== Given entries

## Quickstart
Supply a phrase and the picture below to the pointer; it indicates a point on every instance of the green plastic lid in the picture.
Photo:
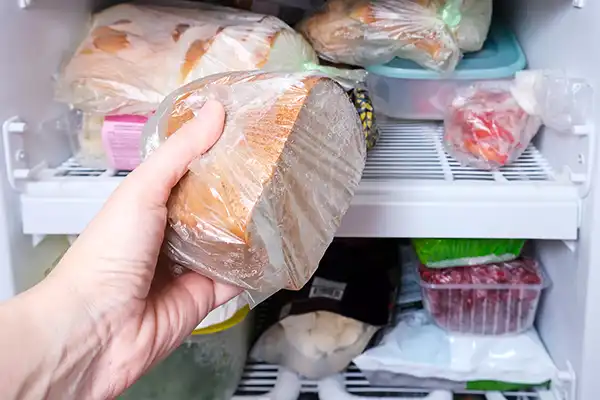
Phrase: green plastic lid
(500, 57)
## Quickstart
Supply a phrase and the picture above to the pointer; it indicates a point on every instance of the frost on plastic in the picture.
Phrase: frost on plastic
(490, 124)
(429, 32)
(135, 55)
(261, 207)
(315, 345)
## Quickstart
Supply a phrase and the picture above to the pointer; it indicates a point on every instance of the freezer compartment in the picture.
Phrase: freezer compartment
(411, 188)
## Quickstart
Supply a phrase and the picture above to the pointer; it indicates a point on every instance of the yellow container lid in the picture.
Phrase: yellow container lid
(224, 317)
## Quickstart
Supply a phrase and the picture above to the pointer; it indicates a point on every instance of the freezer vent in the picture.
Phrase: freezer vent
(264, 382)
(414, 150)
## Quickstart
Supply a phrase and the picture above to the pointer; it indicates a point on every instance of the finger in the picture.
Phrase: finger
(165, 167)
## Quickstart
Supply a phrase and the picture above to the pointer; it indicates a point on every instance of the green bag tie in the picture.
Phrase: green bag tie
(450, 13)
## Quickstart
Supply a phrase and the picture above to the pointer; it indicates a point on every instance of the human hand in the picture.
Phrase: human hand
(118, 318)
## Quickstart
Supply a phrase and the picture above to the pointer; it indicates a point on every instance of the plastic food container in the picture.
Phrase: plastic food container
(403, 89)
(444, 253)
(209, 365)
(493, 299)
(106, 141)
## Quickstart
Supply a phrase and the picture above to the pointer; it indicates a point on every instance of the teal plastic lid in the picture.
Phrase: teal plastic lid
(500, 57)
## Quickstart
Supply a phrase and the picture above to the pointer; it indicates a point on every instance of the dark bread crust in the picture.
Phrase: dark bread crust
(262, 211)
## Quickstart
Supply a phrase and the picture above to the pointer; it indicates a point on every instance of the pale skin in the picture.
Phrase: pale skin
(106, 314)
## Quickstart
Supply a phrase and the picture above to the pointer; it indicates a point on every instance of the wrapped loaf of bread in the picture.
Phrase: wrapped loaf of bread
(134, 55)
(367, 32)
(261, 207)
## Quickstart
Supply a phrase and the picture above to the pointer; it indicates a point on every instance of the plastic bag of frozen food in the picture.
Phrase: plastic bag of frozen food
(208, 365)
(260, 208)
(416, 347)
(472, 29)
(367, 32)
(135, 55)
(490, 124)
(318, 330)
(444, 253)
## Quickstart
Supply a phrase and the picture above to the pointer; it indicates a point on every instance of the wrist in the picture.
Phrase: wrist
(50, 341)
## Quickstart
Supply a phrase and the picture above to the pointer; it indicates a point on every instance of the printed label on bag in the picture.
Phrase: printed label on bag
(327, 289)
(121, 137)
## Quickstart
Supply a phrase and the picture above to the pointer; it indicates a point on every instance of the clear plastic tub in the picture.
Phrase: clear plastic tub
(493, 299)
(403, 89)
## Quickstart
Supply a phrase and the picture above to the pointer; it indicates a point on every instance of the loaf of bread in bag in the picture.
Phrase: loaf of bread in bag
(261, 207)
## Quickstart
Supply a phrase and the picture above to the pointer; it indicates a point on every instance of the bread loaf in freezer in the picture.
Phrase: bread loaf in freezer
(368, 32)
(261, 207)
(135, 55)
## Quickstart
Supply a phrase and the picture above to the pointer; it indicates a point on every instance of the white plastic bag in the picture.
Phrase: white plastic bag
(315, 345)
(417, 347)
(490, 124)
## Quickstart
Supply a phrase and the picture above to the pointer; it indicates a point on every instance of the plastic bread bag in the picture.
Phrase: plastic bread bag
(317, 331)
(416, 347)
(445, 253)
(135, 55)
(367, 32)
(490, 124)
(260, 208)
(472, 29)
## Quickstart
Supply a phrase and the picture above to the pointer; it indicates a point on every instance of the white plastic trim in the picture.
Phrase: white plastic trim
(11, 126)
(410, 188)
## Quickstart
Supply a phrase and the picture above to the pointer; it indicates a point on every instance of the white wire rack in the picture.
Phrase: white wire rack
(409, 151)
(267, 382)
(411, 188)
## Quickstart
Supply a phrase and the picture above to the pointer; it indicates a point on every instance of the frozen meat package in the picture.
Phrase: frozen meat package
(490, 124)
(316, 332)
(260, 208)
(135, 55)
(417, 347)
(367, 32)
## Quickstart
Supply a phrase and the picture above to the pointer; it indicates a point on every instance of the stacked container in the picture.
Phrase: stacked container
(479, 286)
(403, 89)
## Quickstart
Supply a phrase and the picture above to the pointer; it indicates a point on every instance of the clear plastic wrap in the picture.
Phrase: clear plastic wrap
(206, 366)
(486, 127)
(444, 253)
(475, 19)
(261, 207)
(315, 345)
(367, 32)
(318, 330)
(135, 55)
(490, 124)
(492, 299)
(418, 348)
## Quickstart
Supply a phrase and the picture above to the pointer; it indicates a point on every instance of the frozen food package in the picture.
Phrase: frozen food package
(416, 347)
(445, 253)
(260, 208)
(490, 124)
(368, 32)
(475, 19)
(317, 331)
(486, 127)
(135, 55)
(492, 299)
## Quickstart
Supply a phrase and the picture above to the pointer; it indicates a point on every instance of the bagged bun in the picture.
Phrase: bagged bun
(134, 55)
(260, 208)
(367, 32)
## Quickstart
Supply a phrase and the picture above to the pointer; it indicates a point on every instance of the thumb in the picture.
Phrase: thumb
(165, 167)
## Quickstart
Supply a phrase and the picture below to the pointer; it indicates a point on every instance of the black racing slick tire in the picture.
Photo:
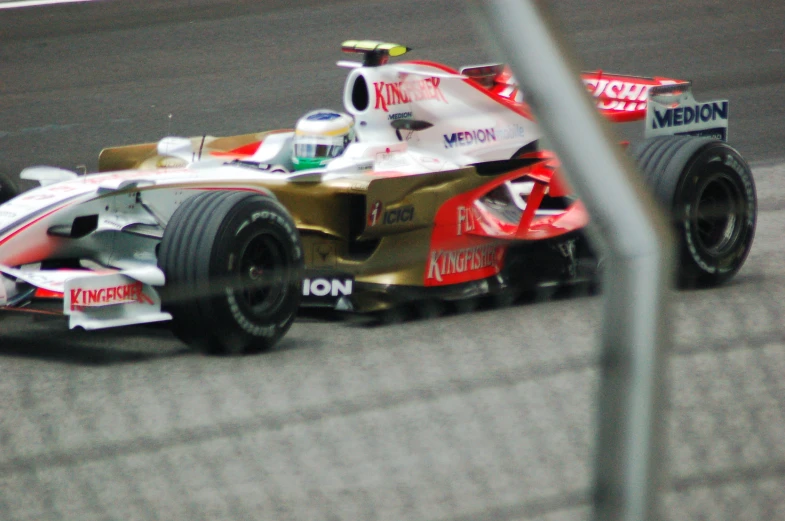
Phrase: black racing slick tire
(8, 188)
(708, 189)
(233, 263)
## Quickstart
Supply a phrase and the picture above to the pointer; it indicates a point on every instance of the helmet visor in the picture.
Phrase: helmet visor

====
== Given entries

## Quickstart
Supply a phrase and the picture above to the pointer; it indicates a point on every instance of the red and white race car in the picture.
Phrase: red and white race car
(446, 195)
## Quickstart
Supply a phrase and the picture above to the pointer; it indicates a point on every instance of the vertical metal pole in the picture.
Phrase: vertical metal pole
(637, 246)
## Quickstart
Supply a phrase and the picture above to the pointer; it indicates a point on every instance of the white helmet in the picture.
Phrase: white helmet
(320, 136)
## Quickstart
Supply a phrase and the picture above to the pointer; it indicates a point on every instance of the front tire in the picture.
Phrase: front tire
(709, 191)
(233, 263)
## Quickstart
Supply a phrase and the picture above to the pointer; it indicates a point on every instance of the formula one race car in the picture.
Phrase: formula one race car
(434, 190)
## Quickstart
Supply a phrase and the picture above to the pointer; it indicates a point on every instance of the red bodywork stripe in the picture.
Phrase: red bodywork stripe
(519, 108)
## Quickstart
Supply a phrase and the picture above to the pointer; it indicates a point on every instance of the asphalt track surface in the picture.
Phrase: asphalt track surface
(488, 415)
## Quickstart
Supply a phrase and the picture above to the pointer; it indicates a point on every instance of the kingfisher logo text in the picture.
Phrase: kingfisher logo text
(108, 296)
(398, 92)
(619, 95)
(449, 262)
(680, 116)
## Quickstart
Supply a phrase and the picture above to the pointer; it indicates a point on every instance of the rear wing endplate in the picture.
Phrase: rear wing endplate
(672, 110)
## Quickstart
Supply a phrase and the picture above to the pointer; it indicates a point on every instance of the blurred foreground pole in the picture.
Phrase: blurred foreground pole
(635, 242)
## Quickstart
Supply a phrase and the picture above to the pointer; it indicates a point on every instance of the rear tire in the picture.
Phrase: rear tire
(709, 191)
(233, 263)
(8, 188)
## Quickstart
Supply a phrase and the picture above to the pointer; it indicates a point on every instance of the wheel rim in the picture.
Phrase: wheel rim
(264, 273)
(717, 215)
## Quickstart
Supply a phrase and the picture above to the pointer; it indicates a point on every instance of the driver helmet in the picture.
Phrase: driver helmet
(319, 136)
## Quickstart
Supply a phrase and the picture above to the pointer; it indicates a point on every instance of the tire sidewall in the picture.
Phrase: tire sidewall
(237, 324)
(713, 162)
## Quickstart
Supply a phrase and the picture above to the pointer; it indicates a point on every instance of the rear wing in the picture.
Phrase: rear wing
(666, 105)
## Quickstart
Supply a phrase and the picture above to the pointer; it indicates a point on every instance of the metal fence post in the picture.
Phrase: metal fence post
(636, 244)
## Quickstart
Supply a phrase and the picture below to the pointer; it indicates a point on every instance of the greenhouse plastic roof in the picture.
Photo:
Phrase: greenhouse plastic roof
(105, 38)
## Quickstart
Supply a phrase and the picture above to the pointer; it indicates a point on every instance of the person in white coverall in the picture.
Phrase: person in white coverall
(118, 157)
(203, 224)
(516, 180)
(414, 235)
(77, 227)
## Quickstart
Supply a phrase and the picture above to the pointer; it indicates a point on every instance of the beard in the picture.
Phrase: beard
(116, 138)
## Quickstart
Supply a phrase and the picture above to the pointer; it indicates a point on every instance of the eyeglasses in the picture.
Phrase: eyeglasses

====

Work task. Looking at the records, report the number of lines that hold the string "visor", with no other text.

Exercise result. 2